----- DATASET CONTENT
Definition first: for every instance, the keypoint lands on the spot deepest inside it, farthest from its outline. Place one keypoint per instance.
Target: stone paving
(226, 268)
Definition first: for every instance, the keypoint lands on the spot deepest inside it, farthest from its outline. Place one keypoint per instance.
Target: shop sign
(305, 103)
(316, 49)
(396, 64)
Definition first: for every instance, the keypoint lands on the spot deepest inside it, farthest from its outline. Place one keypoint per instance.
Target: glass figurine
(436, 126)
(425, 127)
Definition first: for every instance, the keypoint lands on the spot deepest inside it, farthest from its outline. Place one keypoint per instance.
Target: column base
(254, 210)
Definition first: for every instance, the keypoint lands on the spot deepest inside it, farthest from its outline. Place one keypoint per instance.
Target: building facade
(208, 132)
----------
◆ WRITTEN PROBLEM ◆
Repeat the data precisely, line by line.

◆ RESPONSE ◆
Definition first: for every instance, the keypoint lands on the spot deepest inside it, farthest from its outline. Place one keypoint per instance.
Target: stone paving
(226, 268)
Definition first: for every instance, the keypoint lands on the spot deepest inside it, farthest from its outline. Place one keypoint per instance.
Target: shop sign
(305, 103)
(316, 49)
(396, 64)
Definition first: for every instance, the keypoint lands on the spot deepest inside it, farthest from its outline. Place one keypoint per instance.
Target: glass figurine
(436, 126)
(425, 127)
Definition first: for every instance, the keypoint lands on the spot deepest inside it, farthest from its outline. Place one keypoint per instance.
Target: column base
(254, 210)
Definition first: for every instance, the keypoint lands on the spot deepest inside it, farthest from its outline. Place one keypoint per instance.
Target: building facade
(208, 132)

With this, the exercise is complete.